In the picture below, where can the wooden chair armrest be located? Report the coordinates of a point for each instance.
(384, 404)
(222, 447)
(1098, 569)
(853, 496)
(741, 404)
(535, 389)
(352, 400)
########################################
→ **AIM OF THE EXERCISE**:
Turn every one of the items above into a numbered list, skipping any blank lines.

→ **ANSWER BELOW**:
1. In the picture below, where can the wooden chair armrest be located? Report the coordinates of a point for each instance.
2. (384, 404)
3. (222, 447)
4. (1098, 569)
5. (853, 496)
6. (741, 404)
7. (535, 389)
8. (352, 400)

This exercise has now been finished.